* _EXERCISE_
Transcribe every line exactly. Leave the pictures behind.

★ ★ ★ ★ ★

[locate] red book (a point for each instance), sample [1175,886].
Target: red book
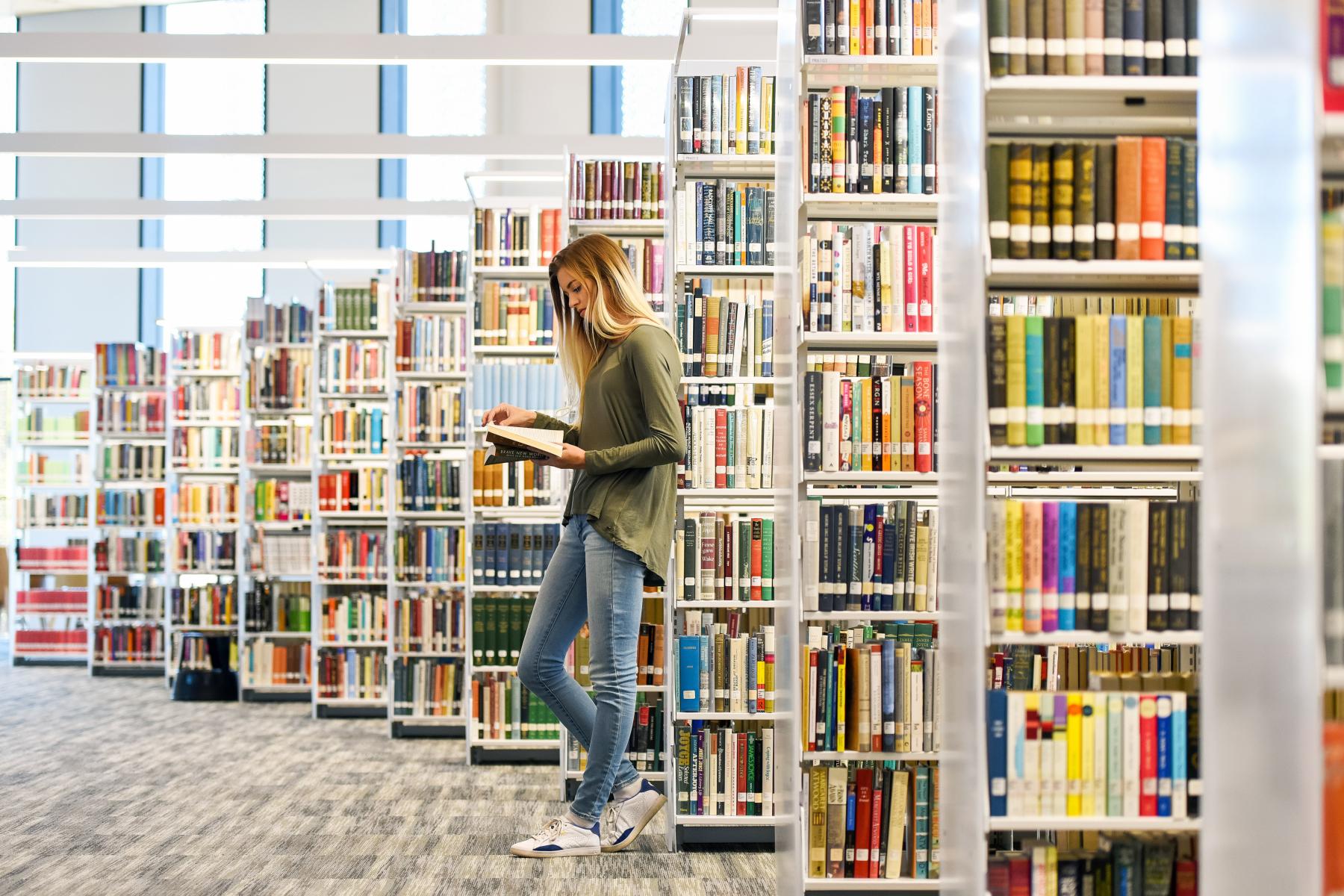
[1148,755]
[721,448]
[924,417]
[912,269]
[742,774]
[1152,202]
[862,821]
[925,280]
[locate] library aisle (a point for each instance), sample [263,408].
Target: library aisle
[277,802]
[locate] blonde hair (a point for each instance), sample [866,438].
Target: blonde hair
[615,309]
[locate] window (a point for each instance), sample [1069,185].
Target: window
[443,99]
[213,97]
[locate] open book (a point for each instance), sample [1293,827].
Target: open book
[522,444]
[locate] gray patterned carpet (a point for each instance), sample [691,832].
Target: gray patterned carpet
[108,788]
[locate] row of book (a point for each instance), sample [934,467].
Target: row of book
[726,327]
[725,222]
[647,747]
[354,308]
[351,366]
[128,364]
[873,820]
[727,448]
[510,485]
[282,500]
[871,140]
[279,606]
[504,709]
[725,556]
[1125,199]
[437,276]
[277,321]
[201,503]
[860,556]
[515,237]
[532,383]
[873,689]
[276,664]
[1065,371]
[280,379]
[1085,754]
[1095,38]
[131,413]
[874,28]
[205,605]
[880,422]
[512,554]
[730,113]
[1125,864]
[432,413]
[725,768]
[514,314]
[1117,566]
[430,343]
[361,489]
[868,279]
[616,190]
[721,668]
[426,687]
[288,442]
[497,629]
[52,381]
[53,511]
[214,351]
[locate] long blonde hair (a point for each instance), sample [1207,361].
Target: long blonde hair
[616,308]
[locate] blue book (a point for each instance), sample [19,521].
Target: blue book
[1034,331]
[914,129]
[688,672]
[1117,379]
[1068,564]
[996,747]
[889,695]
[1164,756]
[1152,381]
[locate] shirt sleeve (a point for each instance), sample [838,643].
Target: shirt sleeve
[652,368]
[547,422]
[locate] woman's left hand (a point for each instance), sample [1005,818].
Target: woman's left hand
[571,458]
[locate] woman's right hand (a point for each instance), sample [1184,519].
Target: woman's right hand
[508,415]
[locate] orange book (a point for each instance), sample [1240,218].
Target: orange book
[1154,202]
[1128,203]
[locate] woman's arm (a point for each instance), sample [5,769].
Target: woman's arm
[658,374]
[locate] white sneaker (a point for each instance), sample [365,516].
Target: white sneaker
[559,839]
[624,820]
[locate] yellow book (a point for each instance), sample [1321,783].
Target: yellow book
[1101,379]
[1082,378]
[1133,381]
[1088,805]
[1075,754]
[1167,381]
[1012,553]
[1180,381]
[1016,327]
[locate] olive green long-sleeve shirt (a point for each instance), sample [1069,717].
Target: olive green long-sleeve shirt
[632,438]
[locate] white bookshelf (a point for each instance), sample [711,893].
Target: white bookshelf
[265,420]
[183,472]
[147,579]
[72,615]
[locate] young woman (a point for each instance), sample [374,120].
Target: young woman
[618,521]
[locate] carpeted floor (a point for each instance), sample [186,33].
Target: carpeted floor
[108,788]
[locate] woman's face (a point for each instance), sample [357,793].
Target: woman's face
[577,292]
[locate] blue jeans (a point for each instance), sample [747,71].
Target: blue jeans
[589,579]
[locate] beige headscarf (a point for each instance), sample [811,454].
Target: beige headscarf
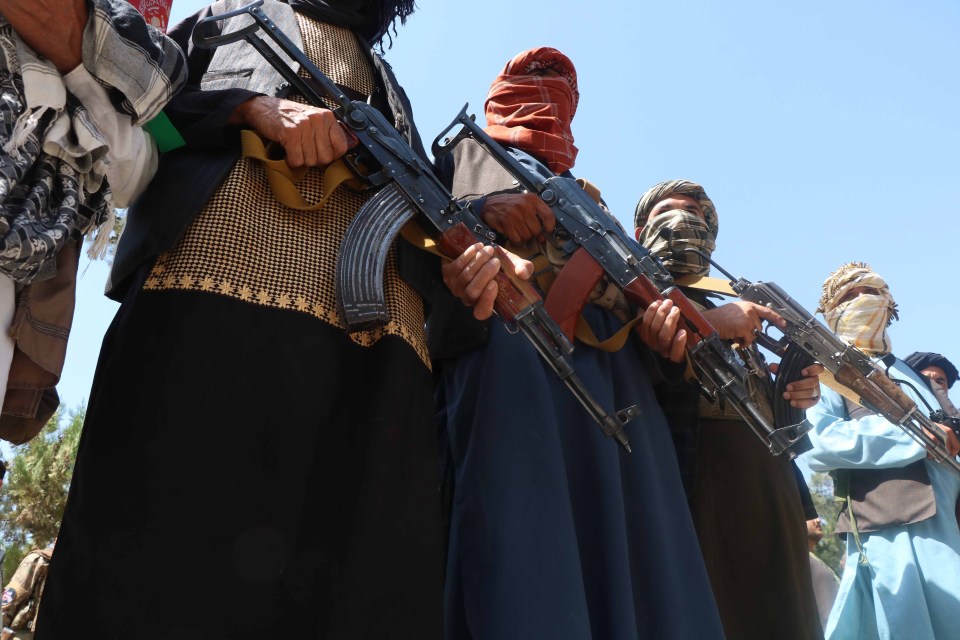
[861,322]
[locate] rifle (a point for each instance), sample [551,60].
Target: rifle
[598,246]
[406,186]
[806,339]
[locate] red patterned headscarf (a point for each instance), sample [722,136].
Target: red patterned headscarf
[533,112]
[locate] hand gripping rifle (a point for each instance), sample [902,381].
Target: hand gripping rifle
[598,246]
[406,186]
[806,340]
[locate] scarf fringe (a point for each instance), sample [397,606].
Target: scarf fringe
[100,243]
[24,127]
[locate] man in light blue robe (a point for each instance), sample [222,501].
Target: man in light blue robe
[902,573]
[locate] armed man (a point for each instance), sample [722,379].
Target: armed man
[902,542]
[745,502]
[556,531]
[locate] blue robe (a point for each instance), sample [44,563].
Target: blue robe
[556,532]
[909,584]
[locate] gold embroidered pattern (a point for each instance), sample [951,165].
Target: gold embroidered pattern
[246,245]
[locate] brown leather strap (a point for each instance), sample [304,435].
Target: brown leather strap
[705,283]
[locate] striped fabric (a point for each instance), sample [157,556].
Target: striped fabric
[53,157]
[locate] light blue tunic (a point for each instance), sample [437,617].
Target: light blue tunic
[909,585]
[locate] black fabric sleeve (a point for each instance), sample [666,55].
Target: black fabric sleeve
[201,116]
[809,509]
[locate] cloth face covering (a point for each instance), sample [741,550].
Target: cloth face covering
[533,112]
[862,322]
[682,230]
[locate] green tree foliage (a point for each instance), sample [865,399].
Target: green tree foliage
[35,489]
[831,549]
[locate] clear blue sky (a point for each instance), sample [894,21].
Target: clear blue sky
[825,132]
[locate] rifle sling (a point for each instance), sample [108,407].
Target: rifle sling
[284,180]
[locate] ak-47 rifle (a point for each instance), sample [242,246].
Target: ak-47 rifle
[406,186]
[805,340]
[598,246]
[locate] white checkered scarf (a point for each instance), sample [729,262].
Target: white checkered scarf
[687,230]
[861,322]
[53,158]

★ ★ ★ ★ ★

* _RIGHT ANSWER_
[locate] red book (a point for each instance), sample [1175,886].
Target: red book
[1148,755]
[721,448]
[924,417]
[912,269]
[742,774]
[1152,202]
[862,821]
[925,280]
[locate] library aisle (a point for each instance), sample [263,408].
Target: library aisle
[277,802]
[locate] blonde hair (a point for each instance), sample [866,438].
Target: blonde hair
[615,309]
[locate] window (a point for each instance), sample [1069,185].
Target: window
[443,99]
[213,97]
[locate] open book (a point for each instance), sample [1293,827].
Target: open book
[522,444]
[locate] gray patterned carpet (a point for each instance), sample [691,832].
Target: gray patterned carpet
[108,788]
[locate] row of book (a point for each instance), sample [934,467].
Target: row of book
[726,327]
[725,222]
[647,747]
[354,308]
[351,366]
[128,364]
[873,820]
[727,448]
[510,485]
[282,500]
[871,140]
[279,606]
[504,709]
[725,556]
[1125,199]
[437,276]
[277,321]
[201,503]
[860,556]
[515,237]
[532,383]
[873,689]
[276,664]
[1065,371]
[280,379]
[1085,754]
[1095,38]
[131,413]
[874,28]
[205,605]
[880,422]
[512,554]
[730,113]
[1125,864]
[432,413]
[725,768]
[514,314]
[1117,566]
[430,343]
[361,489]
[868,279]
[616,190]
[721,668]
[426,687]
[288,442]
[497,629]
[52,381]
[53,511]
[214,351]
[locate] long blonde hair (a point for each instance), sample [1207,361].
Target: long blonde hair
[616,308]
[locate] blue book (a point for each instance), sample [19,521].
Target: blue book
[1034,331]
[914,129]
[688,672]
[1117,379]
[1068,564]
[996,747]
[889,695]
[1164,756]
[1152,381]
[locate] shirt sleeve (a point for each instance), sample [838,643].
Target: shirt sleeve
[652,368]
[547,422]
[locate] woman's left hand (a point for each instance), sample [1005,818].
Target: woman's left hand
[571,458]
[locate] woman's right hand (a point for each instance), sample [1184,519].
Target: woman's right hand
[508,415]
[locate] orange book (a point for each instance), sample [1240,218].
Target: orange book
[1154,202]
[1128,203]
[locate] woman's arm (a point for each instance), sample [5,769].
Target: woman's arm
[658,374]
[locate] white sneaker (a point for each instance), sample [365,516].
Target: white sneaker
[559,839]
[624,820]
[locate] yellow book (a point for each instance), sample [1321,783].
Target: yellow book
[1101,379]
[1082,378]
[1133,381]
[1088,805]
[1075,754]
[1167,381]
[1012,553]
[1180,381]
[1016,327]
[locate] olive green long-sleeve shirt (a point for each instance), sample [1069,717].
Target: olive green long-sleeve shirt
[632,438]
[locate] white bookshelf (a point for each instance), sample [711,893].
Target: white bookshelf
[265,420]
[183,472]
[147,579]
[72,615]
[locate] young woman (a point for each instance), sample [374,120].
Target: young woman
[618,521]
[locate] carpeted floor (a point for each instance), sample [186,33].
Target: carpeted floor
[108,788]
[locate] woman's face (a point for each instance), sample [357,793].
Target: woman's face
[577,292]
[locate] blue jeans (a point for each instance), sample [747,71].
Target: blue jeans
[589,579]
[locate] beige headscarf (a point for each instance), sample [811,454].
Target: beige headscarf
[861,322]
[locate] rifle (a point for each instance), sample [551,60].
Target: rifle
[598,246]
[406,186]
[806,339]
[locate] red patterned headscarf (a point for each instance), sample [722,136].
Target: red patterned headscarf
[533,112]
[locate] hand gripping rifle (a point for each instance), sample [902,381].
Target: hand gripping rifle
[598,246]
[406,186]
[806,340]
[locate] scarf fringe (a point for each instance), sample [397,606].
Target: scarf fringe
[100,243]
[24,127]
[locate] man in light blue robe (a point for each instance), sample [222,501].
Target: man in light blue robe
[902,573]
[locate] armed man (a point for each instance), sample [722,379].
Target: armed man
[902,542]
[745,502]
[556,531]
[locate] blue robe (a point for each instance), sample [44,563].
Target: blue robe
[556,532]
[909,584]
[locate] gold embroidered pattern (a point for each instance), sample [951,165].
Target: gold embroidered pattern
[246,245]
[locate] brown leather strap (a point for each instance), sample [304,435].
Target: brown leather strap
[705,283]
[locate] striped fabric (a point for each instance), sample [157,556].
Target: striped fabric
[53,157]
[locate] light blue tunic (a point for each instance), sample [437,617].
Target: light blue tunic
[909,585]
[locate] black fabric sleeve (a point for each instance), sample [666,55].
Target: black fabric sleeve
[201,116]
[809,509]
[locate] cloth face covering (a point for each instance), sample [741,550].
Target: cloth face covering
[533,112]
[862,322]
[682,230]
[locate] green tree foliage (a point for each instance), sample [865,399].
Target: green tree foliage
[35,489]
[831,549]
[locate] clear blue sky (a point for each instance), sample [894,21].
Target: clear blue sky
[825,132]
[locate] rifle sling (a point for each instance), sample [108,407].
Target: rifle sling
[284,180]
[locate] ak-47 rifle (a point for each instance), sample [242,246].
Target: ak-47 rifle
[406,186]
[805,340]
[598,246]
[locate] white checkered scarf (a point for each instance), sample [729,262].
Target: white checkered scarf
[687,230]
[861,322]
[53,158]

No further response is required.